SOURCE EXTRACT ::
--

Identifying Criminals and Terrorists
The key to the prevention, investigation, and prosecution of criminals and terrorists is information, often based on transactional data. Hence, government agencies increasingly desire to collect, analyze, and share information about citizens and aliens. However, according to Rep. Curt Weldon (R-PA), chairman of the House Subcommittee on Military Research and Development, there are 33 classified agency systems in the federal government, but none of them link their raw data together (Verton, 2002). As Steve Cooper, CIO of the Office of Homeland Security, said, “I haven’t seen a federal agency yet whose charter includes collaboration with other federal agencies” (Verton, 2002, p. 5). Weldon lambasted the federal government for failing to act on critical data mining and integration proposals that had been authored before the terrorists’ attacks on September 11, 2001 (Verton, 2002).
Data to be mined is obtained from a number of sources. Some of these are relatively new and unstructured in nature, such as help desk tickets, customer service complaints, and complex Web searches. In other circumstances, data miners must draw from a large number of sources. For example, the following databases represent some of those used by the U.S. Immigration and Naturalization Service (INS) to capture information on aliens (Verton, 2002).

--

SUPPLIED RECORDS ::
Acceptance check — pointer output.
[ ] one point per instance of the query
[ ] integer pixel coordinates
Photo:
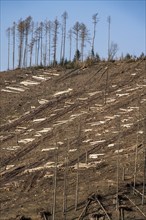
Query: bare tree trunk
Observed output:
(61, 49)
(144, 148)
(109, 23)
(41, 42)
(136, 148)
(13, 33)
(55, 32)
(65, 182)
(118, 147)
(70, 43)
(106, 87)
(77, 174)
(55, 183)
(9, 34)
(95, 20)
(65, 16)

--

WORK TO COMPLETE ::
Extend the passage above on identifying criminals and terrorists, starting right after its final sentence.

EXERCISE RESULT ::
- Employment Authorization Document System
- Marriage Fraud Amendment System
- Deportable Alien Control System
- Reengineered Naturalization Application Casework System
- Refugees, Asylum, and Parole System
- Integrated Card Production System
- Global Enrollment System
- Arrival Departure Information System
- Enforcement Case Tracking System
- Student and Schools System
- General Counsel Electronic Management System
- Student Exchange Visitor Information System
- Asylum Prescreening System
- Computer-Linked Application Information Management System (two versions)
- Non-Immigrant Information System
There are islands of excellence within the public sector. One such example is the U.S. Army’s Land Information Warfare Activity (LIWA), which is credited with “having one of the most effective operations for mining publicly available information in the intelligence community” (Verton, 2002, p. 5).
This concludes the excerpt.